**Requirements**
Write out every line of the data below word for word, with no changes.

**Exercise input**

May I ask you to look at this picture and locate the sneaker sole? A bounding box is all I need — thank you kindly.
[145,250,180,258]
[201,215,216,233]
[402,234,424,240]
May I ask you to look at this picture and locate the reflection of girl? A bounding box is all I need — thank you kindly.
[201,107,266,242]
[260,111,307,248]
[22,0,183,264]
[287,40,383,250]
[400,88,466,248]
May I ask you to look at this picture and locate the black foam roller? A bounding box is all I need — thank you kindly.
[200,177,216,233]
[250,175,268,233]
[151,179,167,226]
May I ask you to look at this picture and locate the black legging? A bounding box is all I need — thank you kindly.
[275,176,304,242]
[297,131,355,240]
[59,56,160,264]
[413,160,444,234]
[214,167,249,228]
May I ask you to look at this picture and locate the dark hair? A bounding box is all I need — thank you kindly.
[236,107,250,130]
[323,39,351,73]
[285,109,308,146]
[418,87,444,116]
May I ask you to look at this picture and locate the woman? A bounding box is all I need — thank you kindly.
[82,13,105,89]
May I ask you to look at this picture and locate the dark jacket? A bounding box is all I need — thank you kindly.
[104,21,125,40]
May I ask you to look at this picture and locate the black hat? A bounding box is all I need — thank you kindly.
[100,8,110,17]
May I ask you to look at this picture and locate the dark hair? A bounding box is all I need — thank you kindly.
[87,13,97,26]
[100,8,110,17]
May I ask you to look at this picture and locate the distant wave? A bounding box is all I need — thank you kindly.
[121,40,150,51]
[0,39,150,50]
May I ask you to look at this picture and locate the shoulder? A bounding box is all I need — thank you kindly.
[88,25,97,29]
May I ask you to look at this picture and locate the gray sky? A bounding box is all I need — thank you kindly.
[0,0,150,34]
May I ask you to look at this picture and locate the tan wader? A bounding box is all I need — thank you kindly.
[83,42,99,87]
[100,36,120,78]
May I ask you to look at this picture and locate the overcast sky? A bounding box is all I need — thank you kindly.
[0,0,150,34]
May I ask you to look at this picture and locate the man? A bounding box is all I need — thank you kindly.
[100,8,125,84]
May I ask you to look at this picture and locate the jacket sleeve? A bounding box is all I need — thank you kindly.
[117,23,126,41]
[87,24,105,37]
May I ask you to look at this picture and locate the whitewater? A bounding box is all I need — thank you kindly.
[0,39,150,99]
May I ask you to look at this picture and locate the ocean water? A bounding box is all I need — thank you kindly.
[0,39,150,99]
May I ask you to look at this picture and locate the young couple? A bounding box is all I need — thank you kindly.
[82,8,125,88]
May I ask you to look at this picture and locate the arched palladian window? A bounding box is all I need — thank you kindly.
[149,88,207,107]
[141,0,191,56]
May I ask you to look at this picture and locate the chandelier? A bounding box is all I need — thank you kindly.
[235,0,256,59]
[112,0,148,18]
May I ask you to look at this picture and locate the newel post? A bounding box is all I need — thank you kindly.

**Solved exercise**
May I ask you to look at this picture and locate the sneaker sole? A bounding box is all I need — thank you kindly.
[145,250,180,258]
[201,215,216,233]
[402,234,424,240]
May I ask you to look at this picture and locate the reflection of girl? A bounding box is all I need — thank you kindly.
[201,107,266,242]
[260,111,307,248]
[22,0,183,264]
[287,40,383,250]
[400,88,466,248]
May I ask you to look at this picture and locate the black foam roller? A bounding box is all I need — thank you kindly.
[200,177,216,233]
[250,175,268,233]
[151,179,167,226]
May I ask you to look at this picture and locate the black legging? A bounding box is all I need — thank you kindly.
[275,176,304,242]
[297,131,355,240]
[59,56,160,264]
[413,160,444,234]
[214,167,249,228]
May I ask you to look at this picture and locate the dark hair? A bounding box is all I need — thank you kindly.
[236,107,250,130]
[323,39,351,73]
[285,109,308,146]
[418,87,444,116]
May I ask you to look at this picture and locate the woman? A bounding box is all I need — thank you kindly.
[82,13,105,89]
May I ask you to look at this picture and locate the dark jacket? A bounding box is all I need — thank you kindly.
[104,21,125,40]
May I ask you to look at this picture and locate the black hat? A bounding box is all I need — thank you kindly.
[100,8,110,17]
May I ask you to look at this picture and locate the dark hair? A bounding box is all I need — thank you kindly.
[87,13,97,26]
[100,8,110,17]
May I ask you to look at this picture and locate the distant wave? A bounding box is all I need — thank you kindly.
[121,40,150,51]
[0,39,150,50]
May I ask you to look at this picture and locate the shoulder? A bounding box is all I need — thank you kindly.
[88,25,97,29]
May I ask you to look at this picture and locate the gray sky? A bounding box is all I need — thank you kindly.
[0,0,150,34]
May I ask you to look at this picture and locate the tan wader? A bounding box is all I need — thank you kindly.
[83,42,99,87]
[100,36,120,78]
May I ask you to look at this picture and locate the overcast sky? A bounding box is all I need — thank you kindly.
[0,0,150,34]
May I ask you to look at this picture and locate the man? A bounding box is all I need — thank you kindly.
[100,8,125,84]
May I ask you to look at this picture and locate the jacket sleeve? A bounding box is all I need — thank you kindly.
[117,23,126,41]
[87,24,105,37]
May I ask you to look at this picture and locate the whitewater? A bounding box is all I need — thank you kindly.
[0,39,150,99]
May I ask you to look at this picture and locate the ocean water? A bounding box is all I need — thank you kindly.
[0,39,150,99]
May I ask you to look at this picture and locate the young couple? A bounding box is all I need — thank you kindly.
[82,8,125,88]
May I ask you to look at this picture and locate the arched palladian window? A bounding box is all I need — thank you kindly.
[149,88,207,107]
[141,0,191,56]
May I ask you to look at this picture and locate the chandelier? A bounding box is all I need — thank you kindly.
[235,0,256,59]
[112,0,148,18]
May I ask you to look at this picture and locate the newel post? A bounding box is all I need — thank you kindly.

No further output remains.